What you have to do - A faithful transcription of the entries below is required.

Source material -
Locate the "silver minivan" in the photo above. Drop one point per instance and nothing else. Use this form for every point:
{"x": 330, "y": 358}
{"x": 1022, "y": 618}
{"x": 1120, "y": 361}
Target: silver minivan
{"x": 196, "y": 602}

Task solution -
Locate the "silver minivan" in the photo above. Drop one point per instance and nothing else. Use this form for every point:
{"x": 330, "y": 358}
{"x": 1022, "y": 618}
{"x": 1120, "y": 361}
Target: silver minivan
{"x": 196, "y": 602}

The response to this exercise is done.